Directive A:
Answer these questions using the Éalú passage.
(i) According to the Éalú passage, what do the game's cogwork models and hand-made environments reflect?
(ii) What three words does Fisher-Owen use to describe the mouse as a blank tablet?
(iii) Whose name appears in the image credit?
Directive B: Pull out every line of the source records that contains the string "roof", treating uppercase and lowercase as different.

The game’s cogwork models and perceptibly splintery, hand-made environments are a calculated reflection of Fisher-Owen’s ignorance about the actual workings of digital platforms. “When I sketched the concept for Éalú out onto paper,” he goes on, “the entire maze & its puzzles for me became, holistically, an expression of my experiences/fears/fascinations interacting with algorithm driven apps as a layman who doesn’t really understand how they work under the hood.”

A wooden mouse on wheels next to a curious mechanical heart machine and some arrow floor panels in a wooden chamber.
A wooden mouse on wheels hiding among sparse green plants in a wooden room with a shiny green-tiled floor.
Image credit: Beyond the Bark

Guiding Éalú’s mouse makes me feel at once protective and a bit exposed. Fisher-Owen summarises the critter as on one level, “a silent, nameless, genderless” blank tablet who is meant to inspire empathy, and on another, a “mirror” for “an inner world we intuitively want to protect when we’re browsing about online.”

[Source records]
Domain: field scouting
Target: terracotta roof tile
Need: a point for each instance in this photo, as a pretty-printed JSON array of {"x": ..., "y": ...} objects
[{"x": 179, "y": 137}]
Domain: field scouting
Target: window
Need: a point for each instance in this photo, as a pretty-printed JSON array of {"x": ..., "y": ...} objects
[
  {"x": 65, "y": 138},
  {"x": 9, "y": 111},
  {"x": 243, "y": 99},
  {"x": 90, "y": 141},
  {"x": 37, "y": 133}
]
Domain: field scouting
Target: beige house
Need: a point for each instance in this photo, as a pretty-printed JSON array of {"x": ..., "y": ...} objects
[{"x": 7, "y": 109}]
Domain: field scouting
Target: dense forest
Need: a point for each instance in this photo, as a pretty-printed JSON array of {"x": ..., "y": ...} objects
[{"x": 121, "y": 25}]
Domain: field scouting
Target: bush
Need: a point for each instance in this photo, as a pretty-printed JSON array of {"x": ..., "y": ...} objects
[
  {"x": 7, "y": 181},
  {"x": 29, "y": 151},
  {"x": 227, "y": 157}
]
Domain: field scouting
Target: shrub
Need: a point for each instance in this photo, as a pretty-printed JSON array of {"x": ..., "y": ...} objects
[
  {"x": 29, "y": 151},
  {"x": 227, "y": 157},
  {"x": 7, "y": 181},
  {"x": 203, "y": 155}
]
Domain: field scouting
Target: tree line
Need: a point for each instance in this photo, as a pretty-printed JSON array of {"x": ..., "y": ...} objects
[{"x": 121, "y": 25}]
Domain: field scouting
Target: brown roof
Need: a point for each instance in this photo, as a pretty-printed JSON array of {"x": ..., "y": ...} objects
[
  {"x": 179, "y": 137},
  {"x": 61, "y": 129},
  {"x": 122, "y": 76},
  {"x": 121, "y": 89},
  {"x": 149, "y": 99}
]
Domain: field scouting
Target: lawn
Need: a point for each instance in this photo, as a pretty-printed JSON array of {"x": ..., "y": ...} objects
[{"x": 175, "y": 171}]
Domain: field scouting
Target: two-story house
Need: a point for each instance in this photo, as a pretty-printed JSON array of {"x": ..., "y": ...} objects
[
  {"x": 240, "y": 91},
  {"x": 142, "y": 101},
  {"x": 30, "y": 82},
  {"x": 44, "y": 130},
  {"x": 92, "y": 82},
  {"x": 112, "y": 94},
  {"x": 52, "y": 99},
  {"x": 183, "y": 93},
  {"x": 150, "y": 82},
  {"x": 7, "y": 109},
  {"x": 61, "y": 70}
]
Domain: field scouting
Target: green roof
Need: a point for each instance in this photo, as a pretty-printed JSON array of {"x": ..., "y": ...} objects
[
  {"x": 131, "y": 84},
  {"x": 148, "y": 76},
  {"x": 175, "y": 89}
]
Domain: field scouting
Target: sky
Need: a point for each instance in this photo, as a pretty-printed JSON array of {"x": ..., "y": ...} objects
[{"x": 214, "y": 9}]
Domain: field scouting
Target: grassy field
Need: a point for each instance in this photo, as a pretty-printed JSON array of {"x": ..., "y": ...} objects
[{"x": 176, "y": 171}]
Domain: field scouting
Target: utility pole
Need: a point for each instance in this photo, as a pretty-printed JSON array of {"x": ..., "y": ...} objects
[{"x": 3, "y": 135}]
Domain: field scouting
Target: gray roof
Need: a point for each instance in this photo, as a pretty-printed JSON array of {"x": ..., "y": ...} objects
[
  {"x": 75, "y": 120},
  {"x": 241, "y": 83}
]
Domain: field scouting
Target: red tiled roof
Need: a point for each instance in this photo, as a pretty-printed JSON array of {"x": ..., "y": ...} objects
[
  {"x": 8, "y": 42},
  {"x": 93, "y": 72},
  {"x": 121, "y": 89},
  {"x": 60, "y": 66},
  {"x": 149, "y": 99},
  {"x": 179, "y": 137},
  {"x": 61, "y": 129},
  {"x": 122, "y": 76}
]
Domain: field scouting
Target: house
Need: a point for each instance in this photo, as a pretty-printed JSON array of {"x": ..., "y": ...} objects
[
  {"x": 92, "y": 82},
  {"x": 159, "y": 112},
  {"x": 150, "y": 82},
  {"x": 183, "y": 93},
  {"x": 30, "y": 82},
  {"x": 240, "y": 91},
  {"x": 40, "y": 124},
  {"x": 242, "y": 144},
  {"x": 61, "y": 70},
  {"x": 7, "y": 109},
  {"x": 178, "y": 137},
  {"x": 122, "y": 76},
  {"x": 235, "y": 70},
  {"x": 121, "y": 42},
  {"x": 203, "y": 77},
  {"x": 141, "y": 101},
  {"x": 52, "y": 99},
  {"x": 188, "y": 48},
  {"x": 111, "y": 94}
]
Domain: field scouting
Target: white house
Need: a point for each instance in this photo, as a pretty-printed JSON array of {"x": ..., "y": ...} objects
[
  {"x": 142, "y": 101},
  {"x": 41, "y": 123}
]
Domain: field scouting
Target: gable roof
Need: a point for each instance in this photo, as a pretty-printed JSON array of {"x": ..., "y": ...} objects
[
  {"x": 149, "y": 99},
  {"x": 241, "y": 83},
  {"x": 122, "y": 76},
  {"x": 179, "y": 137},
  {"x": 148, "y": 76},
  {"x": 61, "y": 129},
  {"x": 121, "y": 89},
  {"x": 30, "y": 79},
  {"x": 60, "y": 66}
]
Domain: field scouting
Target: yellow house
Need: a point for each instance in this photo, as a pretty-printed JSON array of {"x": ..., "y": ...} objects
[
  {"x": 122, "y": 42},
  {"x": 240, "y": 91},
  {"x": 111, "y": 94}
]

Task result A:
(i) They reflect Fisher-Owen's ignorance about the actual workings of digital platforms.
(ii) Silent, nameless, and genderless.
(iii) Beyond the Bark.

Task result B:
Target: terracotta roof tile
Target: brown roof
Target: green roof
Target: gray roof
Target: red tiled roof
Target: gable roof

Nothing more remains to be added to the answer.